++++ GIVEN PASSAGE ++++
The reason I’m asking is that this is chili, or “chili,” but it’s got a bunch of curry powder in it too, which doesn’t just add a flavour dimension, it changes it completely. This might just be a curried beans and potatoes dish, unless there’s a particular chili rule that admits it.

The recipe comes from Vegan Yack Attack which… teeheehee! And yes indeed, this is a vegan chili (or a vegan whatever-it-is). The only real change I made was to use a chipotle in place of the optional fresh jalapeno she recommended – first off, I always have them around, and second, you’ve got the smokiness of the paprika meeting up with the smokiness of the chipotle, and who am I to complain about that? I also had to DIY the tomatoes with green chiles – I see a can of that every time I go to the supermarket, and that day? Nope. So I did a can of the fire-roasted diced tomatoes, and then a little can of green chiles. Might have added more green chile action into the game than there otherwise would have been, but I don’t think the dish was the worse for it.

This recipe does something interesting in that it uses the slow-cooker, on high, before you close it all in, to kind of start off the cooking like you might in a pan. Never seen that before. I think if the idea was to sweat the onions etc., an actual pan probably would have worked better.
++++ RECORD SET ++++
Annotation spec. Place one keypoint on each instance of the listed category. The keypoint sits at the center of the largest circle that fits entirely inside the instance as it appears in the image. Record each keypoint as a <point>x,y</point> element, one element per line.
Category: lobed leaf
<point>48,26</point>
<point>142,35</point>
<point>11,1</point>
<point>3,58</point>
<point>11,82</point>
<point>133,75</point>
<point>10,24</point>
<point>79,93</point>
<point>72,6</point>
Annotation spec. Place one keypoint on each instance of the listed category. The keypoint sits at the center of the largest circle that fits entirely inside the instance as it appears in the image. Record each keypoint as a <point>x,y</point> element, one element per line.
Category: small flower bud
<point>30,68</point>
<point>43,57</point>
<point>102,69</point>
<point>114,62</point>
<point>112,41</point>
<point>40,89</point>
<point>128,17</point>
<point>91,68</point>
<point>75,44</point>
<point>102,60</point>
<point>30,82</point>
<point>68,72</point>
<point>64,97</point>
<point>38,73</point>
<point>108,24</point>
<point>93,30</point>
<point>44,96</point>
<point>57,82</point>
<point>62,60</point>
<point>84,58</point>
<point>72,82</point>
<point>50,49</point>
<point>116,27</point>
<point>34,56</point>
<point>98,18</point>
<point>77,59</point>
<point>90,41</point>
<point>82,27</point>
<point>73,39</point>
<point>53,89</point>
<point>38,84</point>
++++
++++ RECORD SET ++++
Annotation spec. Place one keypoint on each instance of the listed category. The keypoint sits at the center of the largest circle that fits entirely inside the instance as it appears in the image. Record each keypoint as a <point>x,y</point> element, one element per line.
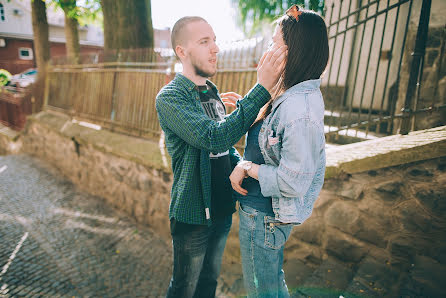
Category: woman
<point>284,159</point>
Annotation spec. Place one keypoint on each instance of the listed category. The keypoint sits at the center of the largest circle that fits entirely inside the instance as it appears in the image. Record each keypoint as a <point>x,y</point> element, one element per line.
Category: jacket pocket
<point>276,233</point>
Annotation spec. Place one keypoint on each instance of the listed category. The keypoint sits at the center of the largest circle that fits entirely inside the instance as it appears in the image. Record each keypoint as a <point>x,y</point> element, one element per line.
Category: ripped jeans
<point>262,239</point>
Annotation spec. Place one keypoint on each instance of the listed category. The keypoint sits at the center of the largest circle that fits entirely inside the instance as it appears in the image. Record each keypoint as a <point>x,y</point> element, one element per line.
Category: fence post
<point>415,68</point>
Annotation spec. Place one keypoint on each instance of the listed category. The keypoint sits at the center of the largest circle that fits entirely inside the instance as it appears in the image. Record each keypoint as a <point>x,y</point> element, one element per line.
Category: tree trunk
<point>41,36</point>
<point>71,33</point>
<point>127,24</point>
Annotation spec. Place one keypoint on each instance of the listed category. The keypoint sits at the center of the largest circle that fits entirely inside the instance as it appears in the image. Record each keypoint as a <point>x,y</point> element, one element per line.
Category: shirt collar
++++
Please rewrite the part of the chili recipe passage starting at "The recipe comes" and ending at "worse for it.", swapping "chipotle" for "serrano".

The recipe comes from Vegan Yack Attack which… teeheehee! And yes indeed, this is a vegan chili (or a vegan whatever-it-is). The only real change I made was to use a serrano in place of the optional fresh jalapeno she recommended – first off, I always have them around, and second, you’ve got the smokiness of the paprika meeting up with the smokiness of the serrano, and who am I to complain about that? I also had to DIY the tomatoes with green chiles – I see a can of that every time I go to the supermarket, and that day? Nope. So I did a can of the fire-roasted diced tomatoes, and then a little can of green chiles. Might have added more green chile action into the game than there otherwise would have been, but I don’t think the dish was the worse for it.